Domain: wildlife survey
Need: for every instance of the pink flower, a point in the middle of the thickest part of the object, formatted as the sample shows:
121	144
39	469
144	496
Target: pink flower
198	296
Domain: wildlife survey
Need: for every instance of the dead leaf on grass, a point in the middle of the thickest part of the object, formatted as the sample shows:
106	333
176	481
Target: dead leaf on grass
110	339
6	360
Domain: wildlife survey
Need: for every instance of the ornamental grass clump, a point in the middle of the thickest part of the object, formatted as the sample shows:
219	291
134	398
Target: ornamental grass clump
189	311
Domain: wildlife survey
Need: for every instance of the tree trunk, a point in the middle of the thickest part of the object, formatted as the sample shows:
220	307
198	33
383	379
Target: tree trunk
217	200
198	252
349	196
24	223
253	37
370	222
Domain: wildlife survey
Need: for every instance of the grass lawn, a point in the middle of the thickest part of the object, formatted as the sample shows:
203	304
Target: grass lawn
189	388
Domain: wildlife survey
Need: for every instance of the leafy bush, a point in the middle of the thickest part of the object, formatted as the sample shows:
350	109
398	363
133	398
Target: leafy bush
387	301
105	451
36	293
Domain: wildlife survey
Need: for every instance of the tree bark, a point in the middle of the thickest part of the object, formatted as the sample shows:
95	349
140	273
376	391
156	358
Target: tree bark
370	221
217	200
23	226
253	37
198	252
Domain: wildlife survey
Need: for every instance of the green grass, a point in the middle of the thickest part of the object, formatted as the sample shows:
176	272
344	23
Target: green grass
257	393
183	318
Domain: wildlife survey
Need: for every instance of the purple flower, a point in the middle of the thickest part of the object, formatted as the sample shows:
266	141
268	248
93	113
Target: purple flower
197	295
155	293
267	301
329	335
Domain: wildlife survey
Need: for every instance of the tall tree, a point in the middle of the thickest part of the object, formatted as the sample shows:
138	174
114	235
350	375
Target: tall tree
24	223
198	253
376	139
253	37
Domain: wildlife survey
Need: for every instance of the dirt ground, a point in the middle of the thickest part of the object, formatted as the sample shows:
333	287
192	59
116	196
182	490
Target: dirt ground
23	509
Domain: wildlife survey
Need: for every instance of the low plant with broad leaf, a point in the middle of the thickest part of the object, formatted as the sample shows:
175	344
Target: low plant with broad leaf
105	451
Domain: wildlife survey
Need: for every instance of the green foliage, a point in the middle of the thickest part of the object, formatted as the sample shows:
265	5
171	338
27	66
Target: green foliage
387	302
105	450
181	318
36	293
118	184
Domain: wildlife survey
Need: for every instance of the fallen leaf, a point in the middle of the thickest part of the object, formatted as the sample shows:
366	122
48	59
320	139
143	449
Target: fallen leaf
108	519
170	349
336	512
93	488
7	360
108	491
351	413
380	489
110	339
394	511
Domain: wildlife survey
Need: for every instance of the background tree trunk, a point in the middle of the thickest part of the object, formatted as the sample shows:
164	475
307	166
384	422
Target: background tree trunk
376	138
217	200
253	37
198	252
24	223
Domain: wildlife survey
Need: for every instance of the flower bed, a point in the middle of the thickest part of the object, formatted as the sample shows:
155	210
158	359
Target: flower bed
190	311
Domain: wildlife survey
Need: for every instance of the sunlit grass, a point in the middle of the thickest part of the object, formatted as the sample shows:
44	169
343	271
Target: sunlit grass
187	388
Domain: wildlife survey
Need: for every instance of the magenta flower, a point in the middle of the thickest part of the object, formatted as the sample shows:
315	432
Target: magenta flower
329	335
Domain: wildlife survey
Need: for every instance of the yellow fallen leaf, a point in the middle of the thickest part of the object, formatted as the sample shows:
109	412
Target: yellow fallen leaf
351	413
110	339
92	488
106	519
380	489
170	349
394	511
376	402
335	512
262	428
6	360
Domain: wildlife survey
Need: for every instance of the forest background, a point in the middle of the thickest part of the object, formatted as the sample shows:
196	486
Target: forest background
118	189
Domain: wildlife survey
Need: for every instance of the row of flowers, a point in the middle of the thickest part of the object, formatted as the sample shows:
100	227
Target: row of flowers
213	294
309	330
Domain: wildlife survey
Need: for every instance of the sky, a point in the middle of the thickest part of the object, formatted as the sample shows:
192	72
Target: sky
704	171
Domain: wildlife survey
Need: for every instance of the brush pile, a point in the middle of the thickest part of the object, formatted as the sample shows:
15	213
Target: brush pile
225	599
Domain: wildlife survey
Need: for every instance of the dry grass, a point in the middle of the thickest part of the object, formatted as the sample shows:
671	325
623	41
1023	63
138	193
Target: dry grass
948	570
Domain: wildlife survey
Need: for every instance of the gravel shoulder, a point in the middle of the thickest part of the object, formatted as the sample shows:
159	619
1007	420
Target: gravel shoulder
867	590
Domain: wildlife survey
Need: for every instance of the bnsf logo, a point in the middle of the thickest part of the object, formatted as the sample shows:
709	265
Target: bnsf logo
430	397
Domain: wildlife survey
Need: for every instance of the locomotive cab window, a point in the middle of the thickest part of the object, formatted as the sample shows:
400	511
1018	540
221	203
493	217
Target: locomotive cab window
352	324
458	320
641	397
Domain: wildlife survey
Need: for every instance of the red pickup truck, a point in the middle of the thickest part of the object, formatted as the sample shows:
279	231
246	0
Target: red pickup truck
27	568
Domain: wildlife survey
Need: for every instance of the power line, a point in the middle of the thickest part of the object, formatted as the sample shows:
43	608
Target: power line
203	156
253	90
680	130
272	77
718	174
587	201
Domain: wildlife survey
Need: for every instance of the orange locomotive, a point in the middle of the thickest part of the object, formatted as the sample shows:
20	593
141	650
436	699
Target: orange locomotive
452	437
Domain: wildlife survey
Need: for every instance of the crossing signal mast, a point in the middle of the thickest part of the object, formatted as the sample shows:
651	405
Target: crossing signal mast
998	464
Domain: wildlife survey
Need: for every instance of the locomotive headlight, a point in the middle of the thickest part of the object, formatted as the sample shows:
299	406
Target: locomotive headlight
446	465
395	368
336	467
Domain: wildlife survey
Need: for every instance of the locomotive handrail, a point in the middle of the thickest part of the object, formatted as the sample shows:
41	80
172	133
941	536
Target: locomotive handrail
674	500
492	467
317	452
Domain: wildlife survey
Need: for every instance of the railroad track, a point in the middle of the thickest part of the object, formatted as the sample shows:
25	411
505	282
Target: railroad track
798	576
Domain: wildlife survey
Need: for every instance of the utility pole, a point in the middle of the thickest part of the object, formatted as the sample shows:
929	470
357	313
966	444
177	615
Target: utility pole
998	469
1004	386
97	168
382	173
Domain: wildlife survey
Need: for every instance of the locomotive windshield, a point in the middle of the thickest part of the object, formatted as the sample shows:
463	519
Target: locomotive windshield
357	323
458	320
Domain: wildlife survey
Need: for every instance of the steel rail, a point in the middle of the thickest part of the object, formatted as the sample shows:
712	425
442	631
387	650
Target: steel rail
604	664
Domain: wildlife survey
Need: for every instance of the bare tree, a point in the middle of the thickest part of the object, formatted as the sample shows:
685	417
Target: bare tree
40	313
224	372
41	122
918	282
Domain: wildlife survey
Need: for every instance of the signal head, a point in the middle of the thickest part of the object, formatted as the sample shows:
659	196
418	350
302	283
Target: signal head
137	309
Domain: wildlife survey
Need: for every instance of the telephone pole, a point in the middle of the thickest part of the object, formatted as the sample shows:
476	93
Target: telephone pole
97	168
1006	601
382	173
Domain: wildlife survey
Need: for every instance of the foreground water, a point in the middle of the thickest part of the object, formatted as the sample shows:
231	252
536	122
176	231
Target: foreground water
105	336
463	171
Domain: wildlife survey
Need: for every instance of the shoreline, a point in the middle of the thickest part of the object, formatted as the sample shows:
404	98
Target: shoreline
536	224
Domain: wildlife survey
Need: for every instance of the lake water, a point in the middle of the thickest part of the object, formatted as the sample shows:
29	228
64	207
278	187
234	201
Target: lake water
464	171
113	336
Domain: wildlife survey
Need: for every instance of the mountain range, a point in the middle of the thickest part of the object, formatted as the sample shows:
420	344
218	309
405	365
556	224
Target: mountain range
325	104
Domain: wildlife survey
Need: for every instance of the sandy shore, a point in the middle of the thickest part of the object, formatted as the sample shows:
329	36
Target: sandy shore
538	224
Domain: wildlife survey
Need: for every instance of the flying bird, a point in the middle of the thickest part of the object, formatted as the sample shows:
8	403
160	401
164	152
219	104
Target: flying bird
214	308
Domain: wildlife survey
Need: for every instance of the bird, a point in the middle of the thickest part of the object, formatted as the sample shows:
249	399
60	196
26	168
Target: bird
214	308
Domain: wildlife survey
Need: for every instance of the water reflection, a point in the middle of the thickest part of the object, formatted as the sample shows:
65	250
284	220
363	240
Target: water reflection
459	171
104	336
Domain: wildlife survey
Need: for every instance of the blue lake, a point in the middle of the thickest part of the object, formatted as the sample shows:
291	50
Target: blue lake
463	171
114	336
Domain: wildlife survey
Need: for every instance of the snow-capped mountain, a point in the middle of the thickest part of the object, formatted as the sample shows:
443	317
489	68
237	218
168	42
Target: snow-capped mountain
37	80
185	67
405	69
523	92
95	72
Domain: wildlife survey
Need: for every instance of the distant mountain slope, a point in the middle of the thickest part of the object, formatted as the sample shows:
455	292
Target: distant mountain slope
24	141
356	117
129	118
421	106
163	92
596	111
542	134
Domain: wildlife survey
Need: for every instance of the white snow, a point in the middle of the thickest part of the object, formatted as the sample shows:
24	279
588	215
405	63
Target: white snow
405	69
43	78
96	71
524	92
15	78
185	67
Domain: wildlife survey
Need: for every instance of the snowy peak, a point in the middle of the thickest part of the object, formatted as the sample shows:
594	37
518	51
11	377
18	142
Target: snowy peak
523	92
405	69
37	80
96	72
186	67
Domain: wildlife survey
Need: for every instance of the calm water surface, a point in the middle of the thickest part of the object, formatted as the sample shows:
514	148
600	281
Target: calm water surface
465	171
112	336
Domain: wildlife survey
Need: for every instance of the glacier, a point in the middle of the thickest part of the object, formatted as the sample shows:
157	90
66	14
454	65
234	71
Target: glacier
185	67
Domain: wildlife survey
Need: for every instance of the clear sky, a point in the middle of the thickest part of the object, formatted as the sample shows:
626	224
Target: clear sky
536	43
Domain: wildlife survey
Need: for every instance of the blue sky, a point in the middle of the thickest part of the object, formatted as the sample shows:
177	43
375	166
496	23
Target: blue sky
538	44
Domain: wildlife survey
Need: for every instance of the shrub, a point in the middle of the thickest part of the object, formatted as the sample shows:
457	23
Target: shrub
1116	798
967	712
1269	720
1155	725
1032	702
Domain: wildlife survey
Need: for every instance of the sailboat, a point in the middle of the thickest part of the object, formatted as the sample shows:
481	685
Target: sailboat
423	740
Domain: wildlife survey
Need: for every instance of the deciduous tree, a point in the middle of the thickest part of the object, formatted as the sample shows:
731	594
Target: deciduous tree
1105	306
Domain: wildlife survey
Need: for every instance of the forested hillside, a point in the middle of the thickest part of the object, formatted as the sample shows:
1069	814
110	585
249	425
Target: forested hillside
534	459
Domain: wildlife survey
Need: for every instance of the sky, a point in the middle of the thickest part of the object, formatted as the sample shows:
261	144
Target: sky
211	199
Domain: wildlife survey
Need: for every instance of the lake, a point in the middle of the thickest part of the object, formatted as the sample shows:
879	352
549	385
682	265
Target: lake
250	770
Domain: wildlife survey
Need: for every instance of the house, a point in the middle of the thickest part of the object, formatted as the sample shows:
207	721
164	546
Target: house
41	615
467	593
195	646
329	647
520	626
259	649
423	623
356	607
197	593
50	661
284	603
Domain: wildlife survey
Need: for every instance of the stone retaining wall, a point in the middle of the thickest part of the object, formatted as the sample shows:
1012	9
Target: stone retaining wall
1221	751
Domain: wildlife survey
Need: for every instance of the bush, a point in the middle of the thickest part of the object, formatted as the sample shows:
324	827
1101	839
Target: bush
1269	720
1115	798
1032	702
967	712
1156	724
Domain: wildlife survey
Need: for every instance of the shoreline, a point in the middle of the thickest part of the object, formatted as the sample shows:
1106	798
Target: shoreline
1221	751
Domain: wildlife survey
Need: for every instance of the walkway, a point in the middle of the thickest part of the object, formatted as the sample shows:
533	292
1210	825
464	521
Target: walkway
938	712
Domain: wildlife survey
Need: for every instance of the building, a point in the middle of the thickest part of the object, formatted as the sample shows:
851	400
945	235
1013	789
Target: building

⁂

- _WHAT IS EXPECTED_: Collect every line of the records above that contains the string "brush". Matching is case-sensitive.

- _CORRECT ANSWER_:
Need: for every instance of the brush pile, a point in the middle of the thickest part of the object, formatted as the sample shows:
Target: brush pile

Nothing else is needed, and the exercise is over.